# Your objective
Could you give the listing again exactly, without its pictures?

# Supplied data
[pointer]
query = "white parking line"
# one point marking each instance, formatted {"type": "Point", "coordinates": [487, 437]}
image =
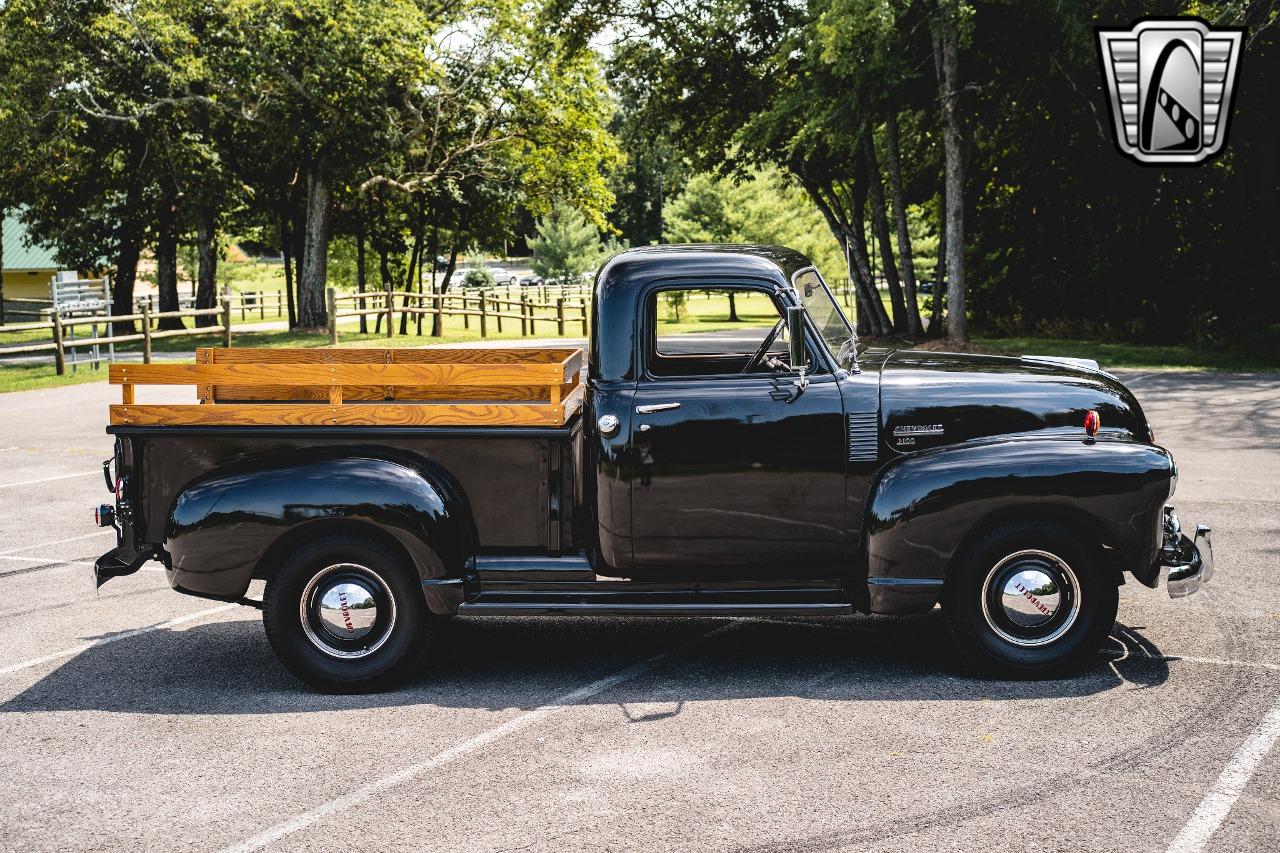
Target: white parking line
{"type": "Point", "coordinates": [1239, 770]}
{"type": "Point", "coordinates": [65, 562]}
{"type": "Point", "coordinates": [1219, 661]}
{"type": "Point", "coordinates": [48, 479]}
{"type": "Point", "coordinates": [483, 739]}
{"type": "Point", "coordinates": [41, 544]}
{"type": "Point", "coordinates": [85, 647]}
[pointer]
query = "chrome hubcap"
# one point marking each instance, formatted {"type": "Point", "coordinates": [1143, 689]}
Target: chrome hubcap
{"type": "Point", "coordinates": [347, 611]}
{"type": "Point", "coordinates": [1031, 598]}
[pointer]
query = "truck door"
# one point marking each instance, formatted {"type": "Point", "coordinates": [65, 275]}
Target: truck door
{"type": "Point", "coordinates": [730, 475]}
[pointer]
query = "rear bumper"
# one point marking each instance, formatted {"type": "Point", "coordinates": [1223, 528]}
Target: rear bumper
{"type": "Point", "coordinates": [118, 562]}
{"type": "Point", "coordinates": [1187, 562]}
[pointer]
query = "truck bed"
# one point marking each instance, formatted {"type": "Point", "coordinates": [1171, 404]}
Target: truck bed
{"type": "Point", "coordinates": [501, 423]}
{"type": "Point", "coordinates": [369, 387]}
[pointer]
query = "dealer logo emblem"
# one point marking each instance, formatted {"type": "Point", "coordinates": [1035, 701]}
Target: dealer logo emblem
{"type": "Point", "coordinates": [1170, 83]}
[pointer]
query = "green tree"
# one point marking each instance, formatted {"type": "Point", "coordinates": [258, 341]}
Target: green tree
{"type": "Point", "coordinates": [567, 243]}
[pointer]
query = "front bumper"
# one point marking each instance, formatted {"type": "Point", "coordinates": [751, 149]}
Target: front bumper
{"type": "Point", "coordinates": [1188, 561]}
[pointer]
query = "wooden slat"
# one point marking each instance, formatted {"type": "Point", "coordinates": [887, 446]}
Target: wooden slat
{"type": "Point", "coordinates": [403, 393]}
{"type": "Point", "coordinates": [337, 374]}
{"type": "Point", "coordinates": [347, 414]}
{"type": "Point", "coordinates": [362, 387]}
{"type": "Point", "coordinates": [382, 355]}
{"type": "Point", "coordinates": [572, 402]}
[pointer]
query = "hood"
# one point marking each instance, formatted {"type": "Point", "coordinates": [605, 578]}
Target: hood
{"type": "Point", "coordinates": [933, 398]}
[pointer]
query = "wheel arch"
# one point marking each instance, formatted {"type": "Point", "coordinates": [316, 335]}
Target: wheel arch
{"type": "Point", "coordinates": [1072, 518]}
{"type": "Point", "coordinates": [237, 523]}
{"type": "Point", "coordinates": [926, 509]}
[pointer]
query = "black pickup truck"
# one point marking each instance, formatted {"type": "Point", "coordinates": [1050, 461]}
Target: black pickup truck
{"type": "Point", "coordinates": [782, 469]}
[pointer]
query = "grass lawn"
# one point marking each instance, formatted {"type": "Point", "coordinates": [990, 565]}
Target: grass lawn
{"type": "Point", "coordinates": [1110, 354]}
{"type": "Point", "coordinates": [700, 314]}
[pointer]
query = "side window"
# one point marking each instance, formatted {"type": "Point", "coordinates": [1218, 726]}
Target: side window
{"type": "Point", "coordinates": [705, 331]}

# Completed task
[pointer]
query = "white parking line"
# one point marking each instance, formatted {"type": "Point", "coordinates": [487, 437]}
image =
Target: white parking line
{"type": "Point", "coordinates": [1239, 770]}
{"type": "Point", "coordinates": [65, 562]}
{"type": "Point", "coordinates": [1219, 661]}
{"type": "Point", "coordinates": [48, 479]}
{"type": "Point", "coordinates": [483, 739]}
{"type": "Point", "coordinates": [41, 544]}
{"type": "Point", "coordinates": [85, 647]}
[pointer]
query = "chrome hubcap"
# one point marking each instance, formatted {"type": "Point", "coordinates": [1143, 689]}
Target: chrome hubcap
{"type": "Point", "coordinates": [347, 611]}
{"type": "Point", "coordinates": [1031, 598]}
[pointer]
query = "truck door"
# one point marking each instance, formatted {"type": "Point", "coordinates": [65, 275]}
Target: truck door
{"type": "Point", "coordinates": [730, 475]}
[pointer]
query = "rear bumper"
# one point marking each instance, formatted {"type": "Point", "coordinates": [1223, 528]}
Target: rear bumper
{"type": "Point", "coordinates": [118, 562]}
{"type": "Point", "coordinates": [1187, 562]}
[pointer]
query = "truck bed"
# one point marking each instance, formatted {"type": "Point", "coordinates": [1171, 404]}
Target: truck bed
{"type": "Point", "coordinates": [501, 423]}
{"type": "Point", "coordinates": [369, 387]}
[pointer]
query = "dealer logo emblem"
# one point marking each instance, formatted {"type": "Point", "coordinates": [1035, 701]}
Target: dealer logo emblem
{"type": "Point", "coordinates": [1170, 83]}
[pointer]
query = "green tree"
# one point marking each instance, formatted {"type": "Point", "coordinates": [258, 341]}
Target: green tree
{"type": "Point", "coordinates": [567, 243]}
[pointer]
query = "front bumper"
# one point marking each instance, formatted {"type": "Point", "coordinates": [751, 149]}
Target: front bumper
{"type": "Point", "coordinates": [1188, 561]}
[pointer]
query = "wooden slat"
# one point marking each instance, formatted {"type": "Point", "coordinates": [887, 446]}
Target: wooden slat
{"type": "Point", "coordinates": [403, 393]}
{"type": "Point", "coordinates": [337, 374]}
{"type": "Point", "coordinates": [347, 414]}
{"type": "Point", "coordinates": [362, 387]}
{"type": "Point", "coordinates": [382, 355]}
{"type": "Point", "coordinates": [572, 402]}
[pointer]
query = "hood"
# one point marking each instance, formatted {"type": "Point", "coordinates": [605, 578]}
Target: hood
{"type": "Point", "coordinates": [933, 398]}
[pointer]
query = "wheel arch"
# one point marking each instance, formatted {"type": "Point", "coordinates": [316, 335]}
Target: wheel arch
{"type": "Point", "coordinates": [1072, 518]}
{"type": "Point", "coordinates": [237, 523]}
{"type": "Point", "coordinates": [926, 509]}
[pointer]
query = "black pickup truck"
# one point marking each instance, formatted {"type": "Point", "coordinates": [1050, 461]}
Target: black pickup truck
{"type": "Point", "coordinates": [782, 469]}
[pointer]
query = "grass lawn"
# one point marking each instance, formatted {"type": "Point", "coordinates": [990, 565]}
Target: grass lawn
{"type": "Point", "coordinates": [1110, 354]}
{"type": "Point", "coordinates": [700, 314]}
[pointer]
query = "side window"
# one point marking each instance, formatted {"type": "Point", "coordinates": [1218, 726]}
Target: side window
{"type": "Point", "coordinates": [705, 331]}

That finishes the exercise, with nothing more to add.